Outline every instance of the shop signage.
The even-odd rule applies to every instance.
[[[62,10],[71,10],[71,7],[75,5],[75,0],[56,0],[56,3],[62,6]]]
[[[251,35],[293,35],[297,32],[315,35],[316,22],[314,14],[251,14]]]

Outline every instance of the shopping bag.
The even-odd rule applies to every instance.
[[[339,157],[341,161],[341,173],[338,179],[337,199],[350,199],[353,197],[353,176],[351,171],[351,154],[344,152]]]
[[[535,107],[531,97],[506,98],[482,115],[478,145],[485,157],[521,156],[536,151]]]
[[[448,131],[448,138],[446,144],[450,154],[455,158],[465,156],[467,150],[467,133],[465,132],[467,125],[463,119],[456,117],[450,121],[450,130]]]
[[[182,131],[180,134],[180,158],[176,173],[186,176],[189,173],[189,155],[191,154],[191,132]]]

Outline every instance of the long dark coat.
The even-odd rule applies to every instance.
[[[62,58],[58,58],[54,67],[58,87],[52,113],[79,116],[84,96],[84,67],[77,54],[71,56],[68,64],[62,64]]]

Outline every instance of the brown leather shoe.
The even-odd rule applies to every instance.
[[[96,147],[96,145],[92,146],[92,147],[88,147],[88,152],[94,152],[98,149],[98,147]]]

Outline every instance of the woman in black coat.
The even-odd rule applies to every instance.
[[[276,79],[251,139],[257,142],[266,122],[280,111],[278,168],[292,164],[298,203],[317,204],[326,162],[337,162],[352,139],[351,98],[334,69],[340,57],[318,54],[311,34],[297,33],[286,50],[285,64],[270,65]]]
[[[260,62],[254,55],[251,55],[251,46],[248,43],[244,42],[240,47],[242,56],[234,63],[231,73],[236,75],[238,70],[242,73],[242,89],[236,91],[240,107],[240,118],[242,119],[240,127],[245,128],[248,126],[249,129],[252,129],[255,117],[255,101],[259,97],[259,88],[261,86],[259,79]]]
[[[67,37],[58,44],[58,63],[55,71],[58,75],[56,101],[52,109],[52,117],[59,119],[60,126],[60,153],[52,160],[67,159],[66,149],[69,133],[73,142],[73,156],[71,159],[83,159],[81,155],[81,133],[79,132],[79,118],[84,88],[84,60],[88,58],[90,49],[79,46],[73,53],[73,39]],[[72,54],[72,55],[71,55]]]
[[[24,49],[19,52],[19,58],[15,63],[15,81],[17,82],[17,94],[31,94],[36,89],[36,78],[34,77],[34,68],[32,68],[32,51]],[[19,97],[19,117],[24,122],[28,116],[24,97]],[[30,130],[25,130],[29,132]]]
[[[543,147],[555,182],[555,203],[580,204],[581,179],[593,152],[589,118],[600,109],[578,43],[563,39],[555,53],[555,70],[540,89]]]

...

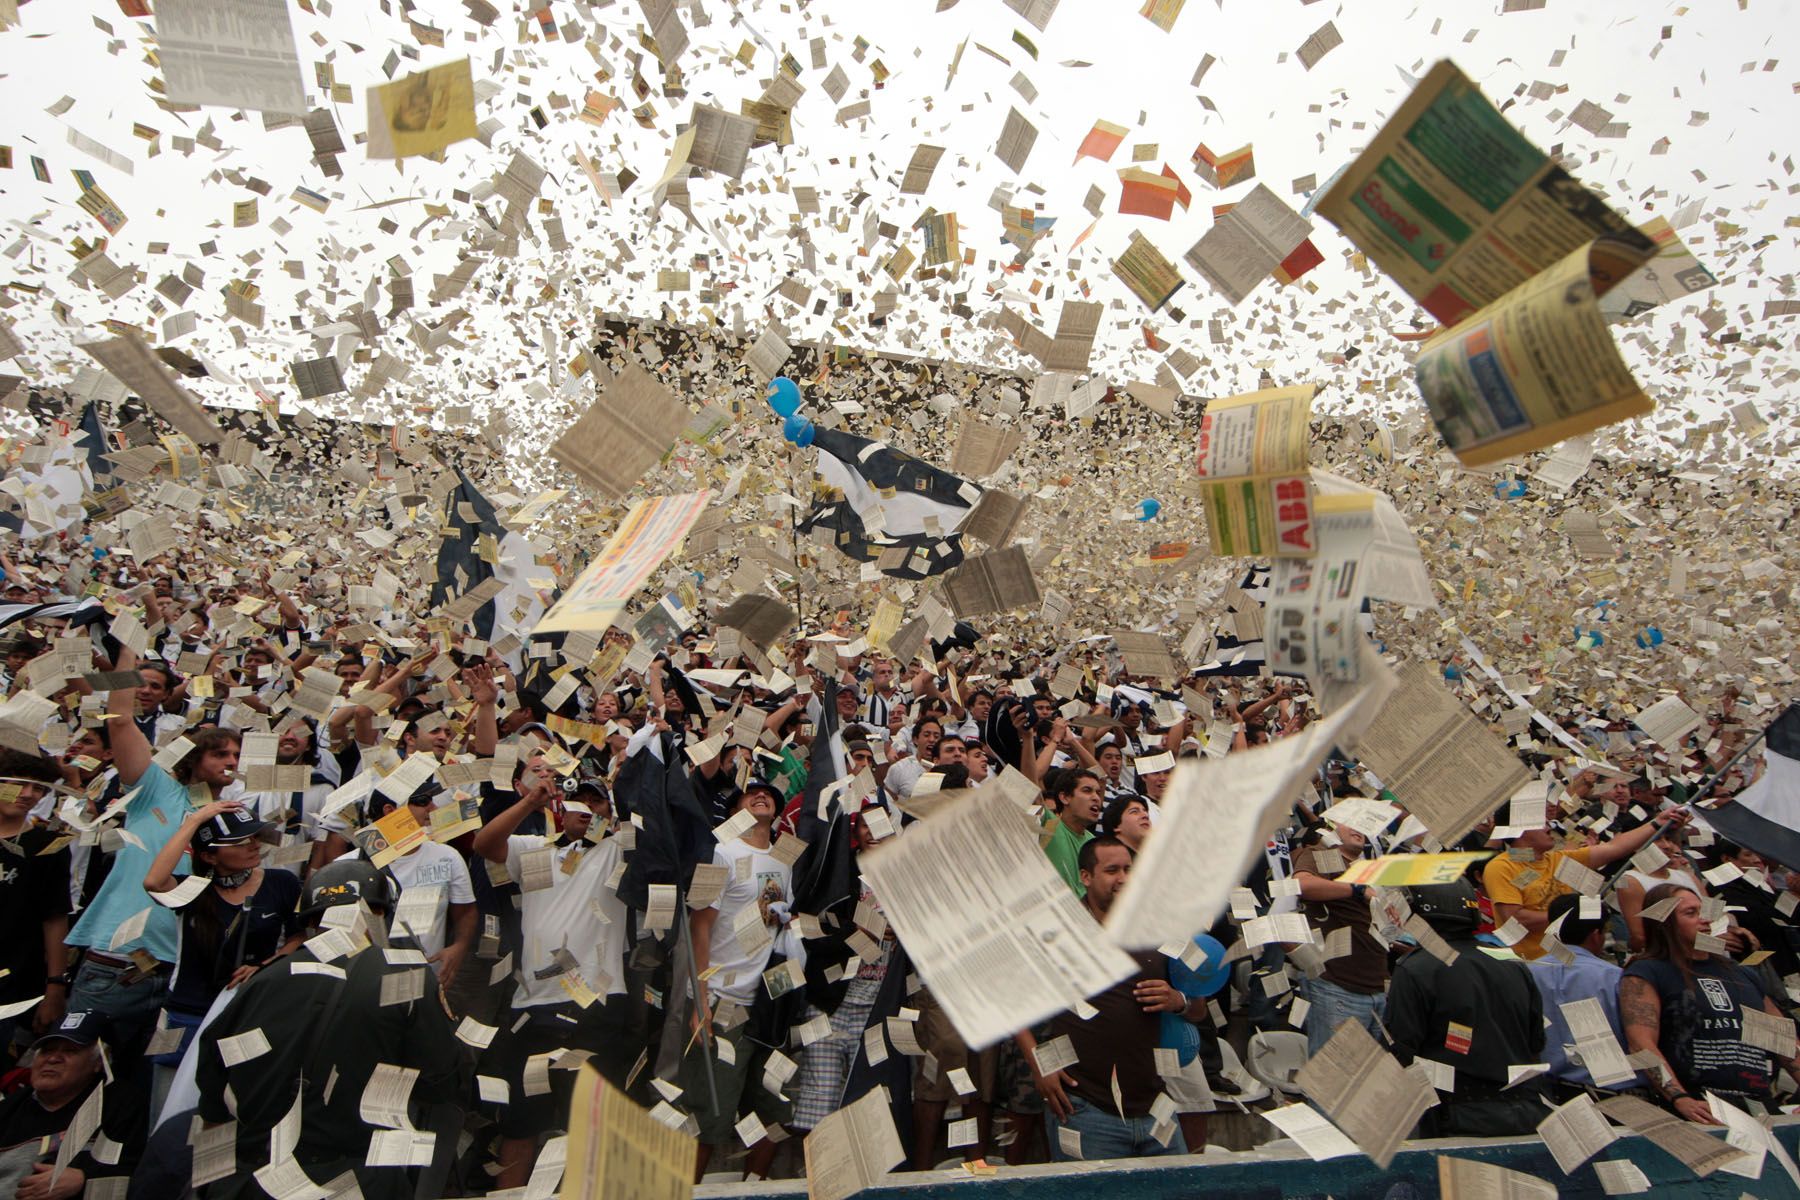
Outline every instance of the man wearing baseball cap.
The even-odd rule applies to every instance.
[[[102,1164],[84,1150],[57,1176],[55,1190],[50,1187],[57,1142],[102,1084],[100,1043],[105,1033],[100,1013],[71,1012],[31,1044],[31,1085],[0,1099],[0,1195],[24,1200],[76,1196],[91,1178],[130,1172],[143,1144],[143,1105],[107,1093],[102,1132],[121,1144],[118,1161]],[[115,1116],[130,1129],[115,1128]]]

Work order:
Going back over the entries above, copy word for word every line from the one that has "Outline every instance of the shop signage." on through the one that has "Outline every instance of the shopping bag.".

Answer for the task:
Outline every instance of the shop signage.
The even-odd rule applies to every instance.
[[[62,10],[71,10],[71,7],[75,5],[75,0],[56,0],[56,3],[62,6]]]
[[[251,35],[293,35],[297,32],[315,35],[316,22],[314,14],[251,14]]]

Outline every instance of the shopping bag.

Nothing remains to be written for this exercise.